Instructions to follow: Word for word, reproduce the records that follow.

Record set:
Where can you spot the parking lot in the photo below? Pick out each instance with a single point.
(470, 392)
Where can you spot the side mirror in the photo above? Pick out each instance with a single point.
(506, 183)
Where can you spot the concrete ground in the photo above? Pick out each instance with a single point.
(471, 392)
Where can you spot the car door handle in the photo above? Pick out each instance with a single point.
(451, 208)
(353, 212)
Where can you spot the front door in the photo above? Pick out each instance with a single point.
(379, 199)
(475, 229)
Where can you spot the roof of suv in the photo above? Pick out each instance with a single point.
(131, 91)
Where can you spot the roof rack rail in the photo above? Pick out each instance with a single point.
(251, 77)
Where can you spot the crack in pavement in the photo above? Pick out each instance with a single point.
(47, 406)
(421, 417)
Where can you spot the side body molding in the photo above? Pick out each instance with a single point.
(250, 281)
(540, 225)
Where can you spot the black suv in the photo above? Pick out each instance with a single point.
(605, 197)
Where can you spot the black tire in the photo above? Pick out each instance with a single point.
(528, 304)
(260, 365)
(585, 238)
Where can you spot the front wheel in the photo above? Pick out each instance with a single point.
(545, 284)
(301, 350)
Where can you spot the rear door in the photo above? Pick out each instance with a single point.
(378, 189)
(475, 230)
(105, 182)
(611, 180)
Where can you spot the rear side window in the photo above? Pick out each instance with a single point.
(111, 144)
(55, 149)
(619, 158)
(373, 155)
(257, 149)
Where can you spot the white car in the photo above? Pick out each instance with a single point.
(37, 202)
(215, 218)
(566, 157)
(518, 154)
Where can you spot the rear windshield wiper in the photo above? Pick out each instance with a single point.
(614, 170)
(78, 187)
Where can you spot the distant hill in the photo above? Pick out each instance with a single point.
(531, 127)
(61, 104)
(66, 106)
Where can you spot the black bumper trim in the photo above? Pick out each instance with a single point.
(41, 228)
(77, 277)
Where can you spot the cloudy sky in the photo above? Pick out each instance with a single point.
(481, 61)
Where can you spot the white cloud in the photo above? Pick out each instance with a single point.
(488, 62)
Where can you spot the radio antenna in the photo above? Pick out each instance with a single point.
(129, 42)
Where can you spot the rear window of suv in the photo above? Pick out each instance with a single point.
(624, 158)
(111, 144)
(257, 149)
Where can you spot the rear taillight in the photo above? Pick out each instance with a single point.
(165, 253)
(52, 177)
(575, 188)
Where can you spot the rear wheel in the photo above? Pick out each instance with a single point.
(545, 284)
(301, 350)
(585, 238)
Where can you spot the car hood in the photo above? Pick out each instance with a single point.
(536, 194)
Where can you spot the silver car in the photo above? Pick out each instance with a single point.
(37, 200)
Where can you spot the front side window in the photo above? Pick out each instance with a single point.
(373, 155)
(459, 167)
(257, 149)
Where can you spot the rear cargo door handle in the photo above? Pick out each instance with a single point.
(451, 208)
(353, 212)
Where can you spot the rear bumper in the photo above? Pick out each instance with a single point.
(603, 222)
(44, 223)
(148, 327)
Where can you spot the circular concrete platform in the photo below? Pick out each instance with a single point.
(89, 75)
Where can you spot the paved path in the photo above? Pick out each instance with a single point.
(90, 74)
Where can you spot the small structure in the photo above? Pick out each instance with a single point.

Exercise solution:
Where can you spot the parking lot in the photo below? Pick out each instance with a single point.
(470, 392)
Where can you spot the side mirror in the photo above? Pick out each instance with a single point.
(506, 183)
Where can you spot the concrete ground in the photo above? Pick out each instance with a single point.
(471, 392)
Where can you spot the car door handle in the photo above? Pick out each instance with a single point.
(451, 208)
(353, 212)
Where can you spot the front door in the photo above? Pick out each instance with a single point.
(379, 199)
(475, 229)
Where can you spot the roof of suv in the photo above? Pick out each instance with a single point.
(131, 91)
Where can you spot the roof rack rail in the photo above? Pick out each instance with a single point.
(251, 77)
Where can you spot the crack in pavement in the photo above? Pick out each instance with a single point.
(47, 406)
(421, 417)
Where can you spot the side body molding in the photo above? Pick out each instance with a single point.
(250, 281)
(540, 225)
Where can you spot the black suv in the photo above? Pick out each instance with a single point.
(605, 197)
Where can you spot the black tire in the photo above? Pick out each instance with a single point.
(528, 304)
(260, 365)
(585, 238)
Where can you spot the front wheel in the photo above? Pick out each instance with a single point.
(545, 284)
(301, 350)
Where can you spot the rear door in the photo above? Pick out each instance with a single point.
(378, 189)
(475, 230)
(105, 182)
(611, 180)
Where can you spot the rear side window in the photo above? Pick out each instance with a single point.
(111, 144)
(55, 149)
(619, 158)
(373, 155)
(257, 149)
Where can you spot the white car in the photo above? Pick out each instance with a single point.
(37, 202)
(215, 218)
(566, 157)
(518, 154)
Where can you spot the rear windshield wiper in the photo above? Pick out each instance with a single point.
(614, 170)
(78, 187)
Where can you spot the distant hill in the photo above? Pick out each instance with a single point.
(531, 127)
(61, 104)
(66, 106)
Where can you spot the black bumper trim in the photo above? Pick out each instance with a single point.
(41, 228)
(77, 277)
Where can you spot the cloudy sky in the photo above? Pick out each instance with a single point.
(481, 61)
Where can you spot the white cloud in the photo above? Pick out each instance with a single point.
(488, 62)
Where can you spot the radio antenna in the photo above? Pick out each instance with a single point.
(129, 42)
Where can you spot the rear window of suv in the photo above? Pick out each instance with a single point.
(624, 158)
(111, 144)
(257, 149)
Where can you spot the rear taillight in the photo above? Pick out each instance with a single point.
(165, 253)
(52, 177)
(575, 188)
Where can you spot the rear wheel in the photo above? Pick out each instance with a single point.
(545, 284)
(301, 350)
(585, 238)
Where can you spot the car hood in the photo above? Pick out each instance with a single point.
(536, 194)
Where can you spot the silver car in the photo above? Pick out each instance with a single point.
(37, 200)
Where can you spot the front side window in the photo above? Pick out each instance with a single point.
(373, 155)
(459, 167)
(257, 149)
Where can you spot the rear cargo door handle in the photo above? Pick out each instance with a single point.
(451, 208)
(353, 212)
Where can you spot the rear bumper in the photo above? Pick out each instance with a single point.
(603, 222)
(44, 223)
(148, 327)
Where can you spot the circular concrete platform in the photo below? Pick out each instance with a single point.
(89, 75)
Where can you spot the paved path in the photo above? Pick out each instance with a single point.
(90, 74)
Where can you spot the small structure in the photo above? Pick out each instance with a single point.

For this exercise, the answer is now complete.